[WHAT TO PRODUCE] The copy you produce must repeat each record exactly and contain no pictures.

[DATA SUPPLIED]
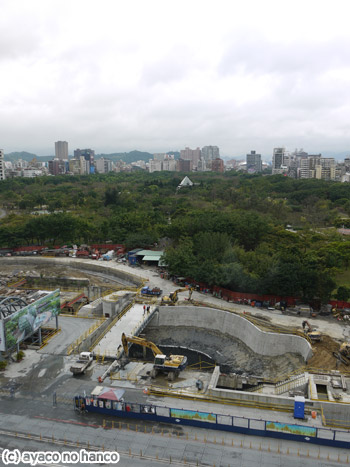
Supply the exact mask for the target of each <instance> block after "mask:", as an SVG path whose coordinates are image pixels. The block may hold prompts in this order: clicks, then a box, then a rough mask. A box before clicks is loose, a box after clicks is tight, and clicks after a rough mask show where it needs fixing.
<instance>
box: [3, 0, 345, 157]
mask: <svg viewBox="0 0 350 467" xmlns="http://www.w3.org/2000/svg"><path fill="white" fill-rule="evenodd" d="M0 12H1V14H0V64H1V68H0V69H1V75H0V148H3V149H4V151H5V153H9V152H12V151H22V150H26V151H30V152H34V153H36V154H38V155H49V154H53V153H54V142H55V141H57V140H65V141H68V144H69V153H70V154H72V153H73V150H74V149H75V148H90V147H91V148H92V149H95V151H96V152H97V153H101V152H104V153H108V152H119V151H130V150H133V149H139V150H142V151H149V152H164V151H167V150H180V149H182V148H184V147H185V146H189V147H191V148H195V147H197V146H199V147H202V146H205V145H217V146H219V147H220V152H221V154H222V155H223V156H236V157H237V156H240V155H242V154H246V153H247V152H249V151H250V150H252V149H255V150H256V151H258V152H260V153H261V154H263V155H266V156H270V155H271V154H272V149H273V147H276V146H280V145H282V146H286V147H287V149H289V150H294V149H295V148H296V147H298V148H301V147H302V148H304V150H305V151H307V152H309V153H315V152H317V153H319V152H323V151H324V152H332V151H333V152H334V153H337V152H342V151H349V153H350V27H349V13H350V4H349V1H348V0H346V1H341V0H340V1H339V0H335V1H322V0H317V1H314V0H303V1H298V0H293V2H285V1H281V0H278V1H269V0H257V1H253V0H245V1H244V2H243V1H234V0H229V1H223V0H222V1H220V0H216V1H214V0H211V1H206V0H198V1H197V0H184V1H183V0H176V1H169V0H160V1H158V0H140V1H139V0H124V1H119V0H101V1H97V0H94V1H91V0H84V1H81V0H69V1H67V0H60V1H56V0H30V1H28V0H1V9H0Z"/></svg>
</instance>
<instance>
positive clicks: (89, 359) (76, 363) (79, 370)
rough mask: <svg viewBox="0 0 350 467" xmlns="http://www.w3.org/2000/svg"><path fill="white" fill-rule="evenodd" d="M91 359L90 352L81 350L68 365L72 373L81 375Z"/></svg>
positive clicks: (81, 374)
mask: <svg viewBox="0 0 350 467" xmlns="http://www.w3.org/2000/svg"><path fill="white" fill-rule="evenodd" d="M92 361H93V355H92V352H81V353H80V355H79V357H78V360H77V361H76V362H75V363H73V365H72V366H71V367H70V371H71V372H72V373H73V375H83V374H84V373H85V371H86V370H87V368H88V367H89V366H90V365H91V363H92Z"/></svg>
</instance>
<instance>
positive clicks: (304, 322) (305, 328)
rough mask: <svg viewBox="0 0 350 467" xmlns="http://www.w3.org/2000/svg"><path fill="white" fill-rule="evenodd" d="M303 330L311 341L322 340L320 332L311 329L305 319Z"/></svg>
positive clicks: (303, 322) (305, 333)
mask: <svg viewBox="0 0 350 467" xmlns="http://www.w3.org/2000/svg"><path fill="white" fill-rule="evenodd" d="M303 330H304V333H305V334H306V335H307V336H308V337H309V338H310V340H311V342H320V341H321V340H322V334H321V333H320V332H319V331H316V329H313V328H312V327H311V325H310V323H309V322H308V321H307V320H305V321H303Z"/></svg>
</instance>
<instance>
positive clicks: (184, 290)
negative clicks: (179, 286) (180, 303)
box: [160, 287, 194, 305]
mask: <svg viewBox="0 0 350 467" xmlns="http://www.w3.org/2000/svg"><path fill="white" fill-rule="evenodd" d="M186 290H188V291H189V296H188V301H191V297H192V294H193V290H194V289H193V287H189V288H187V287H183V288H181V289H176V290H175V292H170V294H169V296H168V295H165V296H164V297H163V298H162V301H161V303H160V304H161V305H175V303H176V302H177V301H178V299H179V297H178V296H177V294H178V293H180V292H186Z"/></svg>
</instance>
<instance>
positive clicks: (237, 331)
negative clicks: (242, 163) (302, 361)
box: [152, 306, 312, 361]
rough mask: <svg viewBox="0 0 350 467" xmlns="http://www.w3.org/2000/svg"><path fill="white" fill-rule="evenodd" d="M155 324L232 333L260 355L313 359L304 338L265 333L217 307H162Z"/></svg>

[RESULT]
Supply the exact mask for the target of each <instance> block after "mask:", as an SVG path whose coordinates are image pixels. The block may hold prompts in this order: clicks, then a box, then a rough mask. A box before clicks is loose, a box after clicks is tight, and clicks after a rough mask show where it needs fixing.
<instance>
box: [3, 0, 345, 157]
mask: <svg viewBox="0 0 350 467" xmlns="http://www.w3.org/2000/svg"><path fill="white" fill-rule="evenodd" d="M0 12H1V14H0V64H1V68H0V69H1V75H0V148H3V149H4V151H5V153H9V152H12V151H22V150H26V151H30V152H34V153H36V154H38V155H49V154H53V153H54V142H55V141H57V140H65V141H68V144H69V153H70V154H72V153H73V150H74V149H75V148H90V147H91V148H92V149H95V151H96V152H97V153H101V152H104V153H108V152H119V151H130V150H133V149H139V150H142V151H149V152H164V151H167V150H180V149H182V148H184V147H185V146H189V147H191V148H195V147H197V146H199V147H202V146H205V145H217V146H219V147H220V152H221V154H222V155H223V156H236V157H237V156H240V155H242V154H246V153H247V152H249V151H250V150H252V149H255V150H256V151H258V152H260V153H261V154H263V155H266V156H270V155H271V154H272V149H273V147H276V146H280V145H282V146H286V147H287V149H289V150H294V149H295V148H296V147H298V148H301V147H302V148H304V150H305V151H307V152H309V153H315V152H317V153H319V152H323V151H324V152H332V151H333V152H334V153H337V152H342V151H349V153H350V27H349V13H350V4H349V1H348V0H346V1H341V0H340V1H339V0H335V1H322V0H317V1H314V0H303V1H298V0H293V2H285V1H281V0H278V1H269V0H257V1H253V0H245V1H244V2H243V1H234V0H229V1H223V0H222V1H220V0H216V1H214V0H211V1H206V0H198V1H197V0H184V1H183V0H176V1H169V0H160V1H158V0H140V1H139V0H124V1H119V0H101V1H97V0H94V1H91V0H84V1H81V0H69V1H67V0H60V1H56V0H30V1H28V0H1V9H0Z"/></svg>
</instance>
<instance>
positive clicks: (89, 359) (76, 363) (79, 370)
rough mask: <svg viewBox="0 0 350 467" xmlns="http://www.w3.org/2000/svg"><path fill="white" fill-rule="evenodd" d="M91 359L90 352L81 350L68 365L72 373L81 375Z"/></svg>
positive clicks: (81, 374)
mask: <svg viewBox="0 0 350 467" xmlns="http://www.w3.org/2000/svg"><path fill="white" fill-rule="evenodd" d="M92 361H93V355H92V352H81V353H80V355H79V357H78V360H77V361H76V362H75V363H73V365H72V366H71V367H70V371H71V372H72V373H73V375H83V374H84V373H85V371H86V370H87V368H88V367H89V366H90V365H91V363H92Z"/></svg>
</instance>
<instance>
positive clicks: (304, 322) (305, 328)
rough mask: <svg viewBox="0 0 350 467" xmlns="http://www.w3.org/2000/svg"><path fill="white" fill-rule="evenodd" d="M303 330L311 341L322 340L320 332L311 329L305 319Z"/></svg>
positive clicks: (303, 322) (305, 333)
mask: <svg viewBox="0 0 350 467" xmlns="http://www.w3.org/2000/svg"><path fill="white" fill-rule="evenodd" d="M303 330H304V333H305V334H306V335H307V336H308V337H309V338H310V340H311V342H320V341H321V340H322V334H321V333H320V332H319V331H316V329H313V328H312V327H311V325H310V323H309V322H308V321H307V320H305V321H303Z"/></svg>
</instance>
<instance>
positive clicks: (184, 290)
negative clicks: (179, 286) (180, 303)
box: [160, 287, 194, 305]
mask: <svg viewBox="0 0 350 467" xmlns="http://www.w3.org/2000/svg"><path fill="white" fill-rule="evenodd" d="M186 290H188V291H189V296H188V301H191V297H192V294H193V290H194V289H193V287H189V288H187V287H183V288H181V289H176V290H175V292H170V294H169V296H168V295H165V296H164V297H163V298H162V301H161V303H160V304H161V305H175V303H176V302H177V301H178V299H179V297H178V296H177V294H178V293H180V292H186Z"/></svg>
</instance>
<instance>
positive clicks: (237, 331)
negative clicks: (242, 163) (302, 361)
box: [152, 306, 312, 361]
rough mask: <svg viewBox="0 0 350 467" xmlns="http://www.w3.org/2000/svg"><path fill="white" fill-rule="evenodd" d="M155 324L232 333L260 355L313 359L304 338L265 333L217 307H162Z"/></svg>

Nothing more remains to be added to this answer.